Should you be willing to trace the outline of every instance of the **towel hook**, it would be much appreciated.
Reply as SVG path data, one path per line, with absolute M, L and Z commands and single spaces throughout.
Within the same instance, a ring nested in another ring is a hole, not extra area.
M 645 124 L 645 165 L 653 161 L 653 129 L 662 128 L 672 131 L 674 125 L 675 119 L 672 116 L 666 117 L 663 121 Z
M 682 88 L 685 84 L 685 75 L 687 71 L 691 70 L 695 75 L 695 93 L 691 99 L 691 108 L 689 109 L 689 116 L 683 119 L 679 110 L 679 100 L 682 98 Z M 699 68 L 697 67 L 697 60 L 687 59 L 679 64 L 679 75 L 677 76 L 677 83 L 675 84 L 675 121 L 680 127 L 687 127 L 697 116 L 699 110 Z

WHAT IS BEING ASKED:
Copy the data above in full, character for character.

ANSWER TO THIS PROBLEM:
Should you be willing to trace the outline of every instance of the **towel hook**, it would be much appreciated.
Reply as SVG path data, one path per line, with absolute M, L and Z commands and single spaces throughout.
Within the same instance, a ring nested in another ring is a hole, not extra area.
M 645 124 L 645 165 L 653 161 L 653 129 L 662 128 L 672 131 L 674 125 L 675 119 L 672 116 L 666 117 L 663 121 Z
M 682 88 L 685 84 L 685 75 L 687 71 L 691 70 L 695 75 L 695 93 L 691 99 L 691 108 L 689 109 L 689 116 L 683 119 L 679 110 L 679 100 L 682 98 Z M 699 68 L 697 67 L 697 60 L 687 59 L 679 64 L 679 75 L 677 76 L 677 83 L 675 84 L 675 121 L 680 127 L 687 127 L 697 116 L 699 110 Z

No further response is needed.